EXERCISE DIRECTIONS -
For each statement below, decide whether it agrees with the barebox porting thread, and answer yes or no with the deciding words of the thread quoted exactly.
1. The spider-soc QEMU with the added GICv3 and timers passed a test with bare-metal code.
2. The spider-soc QEMU is launched with the -kernel switch.
3. The binaries bundled in the executable include the rootfs.

READING PASSAGE -
RE: [PATCH v2] Porting barebox to a new SoC

[Date Prev][Date Next][Thread Prev][Thread Next][Date Index][Thread Index]

 



Thanks Ahmad, I Will try to post same question on Linux mailing list.

> -----Original Message-----
> From: Ahmad Fatoum <a.fatoum@xxxxxxxxxxxxxx>
> Sent: Tuesday, August 22, 2023 11:01 AM
> To: Lior Weintraub <liorw@xxxxxxxxxx>
> Cc: Ahmad Fatoum <ahmad@xxxxxx>; barebox@xxxxxxxxxxxxxxxxxxx
> Subject: Re: [PATCH v2] Porting barebox to a new SoC
> 
> CAUTION: External Sender
> 
> Hello Lior,
> 
> On 03.08.23 13:17, Lior Weintraub wrote:
> > Hi Ahmad,
> >
> > Hope you had a great time on EOSS 2023 :-)
> 
> Thanks and sorry for the late answer.
> 
> > Quick recap and additional info on the current issue:
> >
> > 1.
> > The spider-soc QEMU with the additional GICv3 and Timers was tested with
> a bare-metal code and proved to be OK.
> > This bare-metal code sets the A53 timers and GICv3 to handle interrupts on
> various execution levels as well as various security levels:
> > EL1_NS_PHYSICAL_TIMER set as GROUP1_NON_SECURE
> > EL1_SCR_PHYSICAL_TIMER set as GROUP1_SECURE
> > EL2_PHYSICAL_TIMER set as GROUP1_SECURE
> > VIRTUAL_TIMER set as GROUP1_NON_SECURE
> 
> ok.
> 
> > 2.
> > The kernel we build with Buildroot runs OK on virt QEMU but gets stuck in
> the middle when we use our spider-soc QEMU.
> > There are few differences between those runs:
> > a.
> > The virt QEMU is executed with -kernel switch and hence the QEMU itself
> implements the "bootloader" and prepares the DT given to the Kernel.
> > When the Kernel starts on this platforms it starts at EL1.
> 
> This can be influenced e.g. on Virt with -M virt,virtualization=on, I think.
> 
> > b.
> > The spider-soc QEMU is executed with -device loader,file=spider-soc-bl1.elf
> > Just for easy execution and testing, this executable includes all the needed
> binaries (as const data blobs) and it copies the binaries into correct locations
> before jumping to Barebox execution.
> > The list of binaries includes the barebox, kernel, dt, and rootfs.
> > As you recall, BL31 is compiled via Trusted-Firmware-A and has all it's
> functions as empty stubs because we currently don't care about CPU power
> states.
> > The prove that BL31 is executed correctly is that Barebox now runs at EL2.
> 
> Good.
> 
> > At that point the Linux kernel is starting and as I mentioned gets stuck in the
> middle (cpu_do_idle function. more details to follow).

DATA LISTING -
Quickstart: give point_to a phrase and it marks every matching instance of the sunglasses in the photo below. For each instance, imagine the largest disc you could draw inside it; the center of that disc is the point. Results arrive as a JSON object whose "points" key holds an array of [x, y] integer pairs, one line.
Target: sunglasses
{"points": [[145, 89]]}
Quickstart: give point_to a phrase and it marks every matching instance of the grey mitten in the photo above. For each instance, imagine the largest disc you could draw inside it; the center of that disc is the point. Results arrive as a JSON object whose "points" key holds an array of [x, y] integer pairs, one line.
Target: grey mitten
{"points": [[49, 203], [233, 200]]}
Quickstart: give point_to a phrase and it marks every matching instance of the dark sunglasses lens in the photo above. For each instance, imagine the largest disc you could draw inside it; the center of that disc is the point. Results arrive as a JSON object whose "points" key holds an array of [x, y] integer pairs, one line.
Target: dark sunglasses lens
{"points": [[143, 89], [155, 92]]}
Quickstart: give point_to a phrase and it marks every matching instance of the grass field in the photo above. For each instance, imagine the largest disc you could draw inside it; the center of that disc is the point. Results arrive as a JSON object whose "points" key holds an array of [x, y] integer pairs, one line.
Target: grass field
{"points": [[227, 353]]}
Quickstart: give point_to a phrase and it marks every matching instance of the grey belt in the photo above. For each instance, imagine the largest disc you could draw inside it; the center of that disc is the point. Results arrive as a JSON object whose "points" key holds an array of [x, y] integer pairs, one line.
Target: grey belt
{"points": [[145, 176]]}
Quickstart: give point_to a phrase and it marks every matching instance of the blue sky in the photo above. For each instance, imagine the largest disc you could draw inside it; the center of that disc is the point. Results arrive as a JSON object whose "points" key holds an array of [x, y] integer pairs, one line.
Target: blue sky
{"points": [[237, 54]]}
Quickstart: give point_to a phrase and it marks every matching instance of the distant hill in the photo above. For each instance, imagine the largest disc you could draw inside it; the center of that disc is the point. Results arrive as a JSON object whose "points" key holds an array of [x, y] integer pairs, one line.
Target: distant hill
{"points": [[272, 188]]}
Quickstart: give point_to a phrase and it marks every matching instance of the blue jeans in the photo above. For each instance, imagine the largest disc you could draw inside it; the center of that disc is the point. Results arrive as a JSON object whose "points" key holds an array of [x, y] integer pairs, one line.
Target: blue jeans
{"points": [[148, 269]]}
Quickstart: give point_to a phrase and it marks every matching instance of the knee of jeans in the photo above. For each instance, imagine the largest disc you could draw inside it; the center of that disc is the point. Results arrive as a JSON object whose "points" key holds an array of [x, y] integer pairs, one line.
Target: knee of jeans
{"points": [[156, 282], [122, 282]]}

RESPONSE -
1. Yes: "proved to be OK."
2. No: "The spider-soc QEMU is executed with -device loader,file=spider-soc-bl1.elf"
3. Yes: "The list of binaries includes the barebox, kernel, dt, and rootfs."